= Global Philanthropy Group =

Global Philanthropy Group is a consulting firm that provides philanthropic services for high-net-worth individuals, charitable foundations and corporations. Their clients include John Legend, Avril Lavigne, Madonna, Tegan and Sara, Miley Cyrus, Eva Longoria, Gucci, Task Rabbit and Tory Burch. They have offices in Los Angeles and New York.

==History==
Global Philanthropy Group was founded in 2006 by Maggie Neilson, Trevor Neilson and Ann Kelly.
In 2017, Global Philanthropy Group was acquired by Charity Network, joining digital fundraising companies Charitybuzz and Prizeo. The firm played a key role in advising on the creation of the Make it Right Foundation. Neilson and Nina Killeen worked with Pitt to launch Make It Right, a foundation for rebuilding New Orleans’s Ninth Ward after Hurricane Katrina. The Make It Right Foundation has been much criticized for building substandard housing for low income residents in New Orleans. In 2022, the Foundation paid $20.5 million to homeowners to settle a class action lawsuit.

==Founders==
Maggie Neilson is a founding board member of the Center for Women & Democracy, sits on the Parent Revolution Board and the New Leadership Board for the International Women's Health Coalition. She spoke at the 2014 South by Southwest Interactive Conference about feminism, philanthropy and technology.

------------------------------------------------------------

Requirement.
Pick up the article on Global Philanthropy Group after its last sentence and write the part that comes next.

Supplied information.
------------------------------------------------------------

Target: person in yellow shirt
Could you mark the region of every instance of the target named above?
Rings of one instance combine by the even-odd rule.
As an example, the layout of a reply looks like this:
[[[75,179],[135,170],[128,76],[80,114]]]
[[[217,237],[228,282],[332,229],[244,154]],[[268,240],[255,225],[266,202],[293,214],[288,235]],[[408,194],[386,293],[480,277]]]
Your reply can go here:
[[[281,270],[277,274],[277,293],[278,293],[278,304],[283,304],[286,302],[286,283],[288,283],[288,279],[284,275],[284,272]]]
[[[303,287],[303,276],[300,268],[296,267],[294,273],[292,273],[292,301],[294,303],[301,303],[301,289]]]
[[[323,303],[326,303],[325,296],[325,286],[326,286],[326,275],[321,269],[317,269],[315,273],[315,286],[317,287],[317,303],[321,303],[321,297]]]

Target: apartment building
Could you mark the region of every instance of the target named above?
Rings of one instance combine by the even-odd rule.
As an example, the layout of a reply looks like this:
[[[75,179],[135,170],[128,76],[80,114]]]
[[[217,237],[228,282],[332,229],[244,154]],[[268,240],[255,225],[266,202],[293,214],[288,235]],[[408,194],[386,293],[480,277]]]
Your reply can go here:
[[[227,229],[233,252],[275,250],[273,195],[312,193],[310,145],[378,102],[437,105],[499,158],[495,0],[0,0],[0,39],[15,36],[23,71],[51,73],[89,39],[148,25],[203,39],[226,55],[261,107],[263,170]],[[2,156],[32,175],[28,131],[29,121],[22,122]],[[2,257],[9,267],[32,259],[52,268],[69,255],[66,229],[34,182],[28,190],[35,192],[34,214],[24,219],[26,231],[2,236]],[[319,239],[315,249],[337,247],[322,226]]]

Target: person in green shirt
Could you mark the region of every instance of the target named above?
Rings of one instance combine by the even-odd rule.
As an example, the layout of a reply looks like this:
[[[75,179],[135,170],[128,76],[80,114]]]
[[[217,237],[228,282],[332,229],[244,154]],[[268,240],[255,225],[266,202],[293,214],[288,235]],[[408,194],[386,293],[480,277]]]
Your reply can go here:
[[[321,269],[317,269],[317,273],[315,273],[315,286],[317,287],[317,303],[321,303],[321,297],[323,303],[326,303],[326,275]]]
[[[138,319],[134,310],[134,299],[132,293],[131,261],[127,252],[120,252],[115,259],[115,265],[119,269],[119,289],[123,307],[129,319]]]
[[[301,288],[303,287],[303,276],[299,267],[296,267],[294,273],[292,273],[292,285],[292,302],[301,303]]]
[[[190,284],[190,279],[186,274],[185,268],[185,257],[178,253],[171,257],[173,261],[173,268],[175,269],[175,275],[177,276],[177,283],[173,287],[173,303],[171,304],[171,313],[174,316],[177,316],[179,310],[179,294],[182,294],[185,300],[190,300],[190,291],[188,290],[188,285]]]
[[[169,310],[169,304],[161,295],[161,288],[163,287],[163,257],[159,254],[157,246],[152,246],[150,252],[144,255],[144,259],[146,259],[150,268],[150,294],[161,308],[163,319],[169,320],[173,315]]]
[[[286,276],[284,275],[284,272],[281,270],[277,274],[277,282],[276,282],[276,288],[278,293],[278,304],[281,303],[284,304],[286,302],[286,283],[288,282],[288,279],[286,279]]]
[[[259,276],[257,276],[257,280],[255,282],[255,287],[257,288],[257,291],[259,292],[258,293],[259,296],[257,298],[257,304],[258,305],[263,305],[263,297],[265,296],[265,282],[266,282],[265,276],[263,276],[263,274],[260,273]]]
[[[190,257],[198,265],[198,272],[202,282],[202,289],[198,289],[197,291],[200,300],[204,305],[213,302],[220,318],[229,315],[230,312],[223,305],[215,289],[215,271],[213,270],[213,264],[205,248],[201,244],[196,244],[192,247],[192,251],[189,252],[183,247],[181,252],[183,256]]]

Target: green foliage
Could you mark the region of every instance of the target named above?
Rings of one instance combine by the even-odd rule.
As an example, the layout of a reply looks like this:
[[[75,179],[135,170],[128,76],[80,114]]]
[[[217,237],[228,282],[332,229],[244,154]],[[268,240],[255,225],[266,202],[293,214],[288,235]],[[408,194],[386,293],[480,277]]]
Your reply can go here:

------------------------------------------------------------

Answer.
Trevor Neilson is a member of the Council on Foreign Relations, and serves on the advisory boards of the Desmond Tutu Peace Foundation, the Los Angeles Police Foundation, the Wikimedia Foundation, the Massachusetts General Hospital Center for Global Health and the Genocide Intervention Network. Trevor was named a Young Global Leader by the World Economic Forum and was a member of the Clinton Global Initiative.

Trevor speaks frequently about the topic of philanthropy, including panels at the TEDxWomen conference and American Express Luxury Summit. He previously wrote a column for the Huffington Post about philanthropy and other topics. Trevor is also the co-founder and CEO of i(x) investments a permanently capitalized, multi-strategy impact investing platform.

==Services==
Global Philanthropy Group's services include consulting on philanthropic strategy, research and briefing for clients on important issues, helping clients identify issues and causes to support and connecting clients with well-known D.C. figures, nonprofit organizations, and development leaders. In 2013, Global Philanthropy Group announced the formation of Global Philanthropy Digital, designed to leverage technology and social media for social good.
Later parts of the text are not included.